- **What needs to be done**
Reproduce each line of the material exactly as it reads.
━━ Data for review
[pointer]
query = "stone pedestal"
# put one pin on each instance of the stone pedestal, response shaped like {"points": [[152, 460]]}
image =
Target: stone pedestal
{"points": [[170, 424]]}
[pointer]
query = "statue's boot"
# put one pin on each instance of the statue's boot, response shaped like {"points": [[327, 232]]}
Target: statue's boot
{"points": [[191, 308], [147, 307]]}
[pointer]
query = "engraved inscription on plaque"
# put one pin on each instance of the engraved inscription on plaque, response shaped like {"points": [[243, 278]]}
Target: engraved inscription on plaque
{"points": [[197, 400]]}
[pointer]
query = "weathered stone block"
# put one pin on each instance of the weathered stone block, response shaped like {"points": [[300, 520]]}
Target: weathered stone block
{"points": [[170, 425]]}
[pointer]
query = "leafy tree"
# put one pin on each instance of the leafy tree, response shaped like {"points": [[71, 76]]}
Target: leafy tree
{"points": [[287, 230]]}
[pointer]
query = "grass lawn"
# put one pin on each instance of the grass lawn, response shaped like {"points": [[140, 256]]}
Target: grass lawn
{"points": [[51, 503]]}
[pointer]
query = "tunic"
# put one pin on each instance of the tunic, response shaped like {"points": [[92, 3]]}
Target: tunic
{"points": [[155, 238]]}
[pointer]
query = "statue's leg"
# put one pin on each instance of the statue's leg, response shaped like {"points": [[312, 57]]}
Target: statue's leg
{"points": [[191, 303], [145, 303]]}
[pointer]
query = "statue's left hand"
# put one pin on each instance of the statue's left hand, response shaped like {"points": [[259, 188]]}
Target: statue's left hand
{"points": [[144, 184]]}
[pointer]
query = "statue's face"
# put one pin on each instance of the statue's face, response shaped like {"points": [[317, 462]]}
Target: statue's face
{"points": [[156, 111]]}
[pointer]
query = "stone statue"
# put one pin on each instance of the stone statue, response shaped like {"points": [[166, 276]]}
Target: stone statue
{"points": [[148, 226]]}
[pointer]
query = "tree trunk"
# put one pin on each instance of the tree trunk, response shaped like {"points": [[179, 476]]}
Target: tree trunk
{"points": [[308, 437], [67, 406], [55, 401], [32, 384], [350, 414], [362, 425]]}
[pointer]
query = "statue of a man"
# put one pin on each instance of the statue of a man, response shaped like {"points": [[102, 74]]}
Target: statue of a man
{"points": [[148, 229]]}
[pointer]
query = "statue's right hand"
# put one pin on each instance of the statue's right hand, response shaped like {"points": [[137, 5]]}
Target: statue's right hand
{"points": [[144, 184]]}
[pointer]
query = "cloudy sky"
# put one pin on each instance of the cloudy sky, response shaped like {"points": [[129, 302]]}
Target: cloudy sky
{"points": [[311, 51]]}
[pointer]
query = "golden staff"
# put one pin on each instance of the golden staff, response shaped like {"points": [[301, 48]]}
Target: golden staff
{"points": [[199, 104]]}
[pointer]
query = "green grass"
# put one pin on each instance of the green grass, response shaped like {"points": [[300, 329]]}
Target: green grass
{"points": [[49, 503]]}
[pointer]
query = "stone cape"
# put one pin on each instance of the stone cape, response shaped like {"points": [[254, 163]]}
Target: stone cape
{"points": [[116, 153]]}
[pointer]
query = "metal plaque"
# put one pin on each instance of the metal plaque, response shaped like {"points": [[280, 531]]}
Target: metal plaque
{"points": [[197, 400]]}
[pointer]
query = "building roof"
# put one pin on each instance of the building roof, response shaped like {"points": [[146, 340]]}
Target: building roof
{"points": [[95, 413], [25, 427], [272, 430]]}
━━━━
- **Output for this task**
[pointer]
query = "stone pedestal"
# put one pin on each instance of the stone pedestal, response shaped like {"points": [[152, 460]]}
image =
Target: stone pedestal
{"points": [[170, 424]]}
[pointer]
query = "statue's boot"
# put one pin on each instance of the statue's boot, response shaped like {"points": [[327, 232]]}
Target: statue's boot
{"points": [[191, 308], [147, 307]]}
[pointer]
query = "engraved inscription on plaque"
# put one pin on each instance of the engraved inscription on plaque, response shaped like {"points": [[243, 278]]}
Target: engraved inscription on plaque
{"points": [[197, 400]]}
[pointer]
query = "weathered stone block"
# put one pin on each instance of the weathered stone block, response shaped like {"points": [[300, 520]]}
Target: weathered stone block
{"points": [[170, 425]]}
[pointer]
query = "leafy tree"
# put one pin on each instance of the leafy tree, response shaped like {"points": [[71, 76]]}
Target: leafy tree
{"points": [[287, 230]]}
[pointer]
query = "grass lawn"
# put one pin on each instance of the grass lawn, response shaped like {"points": [[140, 256]]}
Target: grass lawn
{"points": [[51, 503]]}
[pointer]
query = "tunic"
# put one pin on each instance of the tunic, response shaped like {"points": [[92, 3]]}
Target: tunic
{"points": [[155, 238]]}
[pointer]
query = "statue's leg"
# put one pin on each instance of the statue's leg, response shaped like {"points": [[312, 57]]}
Target: statue's leg
{"points": [[191, 303], [145, 303]]}
[pointer]
query = "statue's left hand"
# put one pin on each instance of the statue's left hand, response shaped like {"points": [[259, 188]]}
Target: statue's left hand
{"points": [[144, 184]]}
[pointer]
query = "statue's face"
# put one pin on each instance of the statue's face, response shaped like {"points": [[317, 462]]}
Target: statue's face
{"points": [[156, 111]]}
[pointer]
query = "stone statue"
# put one pin on each instance of the stone statue, response shaped like {"points": [[166, 276]]}
Target: stone statue
{"points": [[148, 226]]}
[pointer]
query = "tree trunk"
# put one pin on each instance of the tree trunk, response shaped like {"points": [[179, 476]]}
Target: tree trunk
{"points": [[308, 437], [67, 406], [55, 401], [32, 384], [350, 414], [362, 425]]}
[pointer]
query = "statue of a man"
# put one pin on each instance of the statue of a man, response shaped like {"points": [[102, 74]]}
Target: statue of a man
{"points": [[148, 229]]}
[pointer]
query = "statue's right hand"
# put one pin on each instance of the statue's right hand, response shaped like {"points": [[137, 5]]}
Target: statue's right hand
{"points": [[144, 184]]}
[pointer]
query = "cloudy sky"
# put one pin on each instance of the cloudy sky, response shaped like {"points": [[129, 302]]}
Target: cloudy sky
{"points": [[311, 51]]}
[pointer]
query = "golden staff"
# put one pin on each instance of the golden staff, response shaped like {"points": [[301, 48]]}
Target: golden staff
{"points": [[199, 104]]}
[pointer]
query = "green grass"
# put one pin on each instance of the green grass, response shaped like {"points": [[300, 329]]}
Target: green grass
{"points": [[49, 503]]}
[pointer]
query = "stone cape"
# put one pin on each instance of the stone cape, response shaped like {"points": [[254, 163]]}
Target: stone cape
{"points": [[116, 153]]}
[pointer]
query = "metal plaque"
# put one pin on each instance of the metal plaque, response shaped like {"points": [[280, 531]]}
Target: metal plaque
{"points": [[197, 400]]}
[pointer]
query = "building roof"
# put one pin on each instance of the building roof, response shaped like {"points": [[146, 340]]}
Target: building roof
{"points": [[95, 413], [25, 427], [272, 430]]}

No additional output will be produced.